**Action item**
The full set of records must be set down verbatim.

**Supplied material**
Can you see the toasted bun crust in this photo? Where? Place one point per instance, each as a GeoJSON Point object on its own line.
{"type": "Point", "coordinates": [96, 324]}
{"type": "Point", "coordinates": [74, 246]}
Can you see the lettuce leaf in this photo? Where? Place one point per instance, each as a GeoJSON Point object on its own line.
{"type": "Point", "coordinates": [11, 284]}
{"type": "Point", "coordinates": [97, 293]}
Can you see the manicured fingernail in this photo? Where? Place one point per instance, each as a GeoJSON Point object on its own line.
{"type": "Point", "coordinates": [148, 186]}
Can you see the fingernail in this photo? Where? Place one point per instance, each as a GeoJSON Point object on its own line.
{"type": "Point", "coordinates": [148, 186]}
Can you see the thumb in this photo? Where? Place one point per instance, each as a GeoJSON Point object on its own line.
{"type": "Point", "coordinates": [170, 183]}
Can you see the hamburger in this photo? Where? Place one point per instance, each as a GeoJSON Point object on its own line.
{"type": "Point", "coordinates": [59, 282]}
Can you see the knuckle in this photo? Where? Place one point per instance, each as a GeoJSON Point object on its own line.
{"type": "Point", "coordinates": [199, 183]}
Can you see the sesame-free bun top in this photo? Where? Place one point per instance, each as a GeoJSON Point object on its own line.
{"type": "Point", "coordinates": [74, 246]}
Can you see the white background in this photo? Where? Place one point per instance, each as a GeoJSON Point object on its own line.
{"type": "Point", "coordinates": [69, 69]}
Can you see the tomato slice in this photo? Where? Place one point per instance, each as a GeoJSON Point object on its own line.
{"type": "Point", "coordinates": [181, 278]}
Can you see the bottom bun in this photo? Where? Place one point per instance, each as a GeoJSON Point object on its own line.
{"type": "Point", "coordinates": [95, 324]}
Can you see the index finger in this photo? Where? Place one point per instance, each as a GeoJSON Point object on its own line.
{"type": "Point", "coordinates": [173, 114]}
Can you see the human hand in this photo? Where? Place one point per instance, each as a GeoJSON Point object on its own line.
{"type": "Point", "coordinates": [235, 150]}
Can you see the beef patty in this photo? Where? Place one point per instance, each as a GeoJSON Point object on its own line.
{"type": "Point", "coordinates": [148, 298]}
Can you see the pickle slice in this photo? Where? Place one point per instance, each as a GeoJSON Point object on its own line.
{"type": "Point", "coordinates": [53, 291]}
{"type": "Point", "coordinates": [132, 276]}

**Problem solution**
Can you see the toasted bun crust in this photo? Where? Place one point per instance, each as a GeoJSON Point object on its own line.
{"type": "Point", "coordinates": [96, 324]}
{"type": "Point", "coordinates": [74, 246]}
Can you see the lettuce leaf in this photo? Where? Place one point per instance, each as a GeoJSON Point object on its own line.
{"type": "Point", "coordinates": [11, 284]}
{"type": "Point", "coordinates": [97, 293]}
Can you see the manicured fingernail in this photo? Where? Place one point per instance, each as a GeoJSON Point object on its own line.
{"type": "Point", "coordinates": [148, 186]}
Can you see the fingernail in this photo? Where? Place one point per instance, each as a GeoJSON Point object on its own line.
{"type": "Point", "coordinates": [148, 186]}
Can you see the thumb in this photo? Where? Place one point per instance, each as a GeoJSON Point object on its own line.
{"type": "Point", "coordinates": [170, 183]}
Can you see the hamburger in this photo? Where? Place one point per instance, each as a GeoJSON Point object on its own line.
{"type": "Point", "coordinates": [59, 282]}
Can you see the knuckle in this photo? Where? Place one point per instance, each as a GeoJSON Point object on its own line.
{"type": "Point", "coordinates": [199, 183]}
Can you see the sesame-free bun top in this photo? Where? Place one point per instance, each as a GeoJSON Point object on its own line.
{"type": "Point", "coordinates": [74, 246]}
Can you see the white background in this photo? Where? Place one point per instance, each as a GeoJSON Point object on its own line.
{"type": "Point", "coordinates": [69, 69]}
Can you see the tomato slice in this photo? Where? Place one point per instance, each as a GeoJSON Point object on its own line.
{"type": "Point", "coordinates": [181, 278]}
Can you see the bottom bun in this photo? Where? Place one point per instance, each as a GeoJSON Point object on its own line.
{"type": "Point", "coordinates": [95, 324]}
Can you see the index finger in this photo? Where? Place one point per instance, each as a GeoJSON Point object on its own line.
{"type": "Point", "coordinates": [173, 114]}
Can you see the human hand in this photo? Where? Place one point per instance, each as a GeoJSON Point object on its own line.
{"type": "Point", "coordinates": [235, 150]}
Can you see the beef patty in this photo? Where? Place one point per instance, each as a GeoJSON Point object on its own line.
{"type": "Point", "coordinates": [148, 298]}
Can you see the pickle slice in this photo? Where? Place one point per instance, each as a GeoJSON Point object on its own line.
{"type": "Point", "coordinates": [53, 291]}
{"type": "Point", "coordinates": [132, 276]}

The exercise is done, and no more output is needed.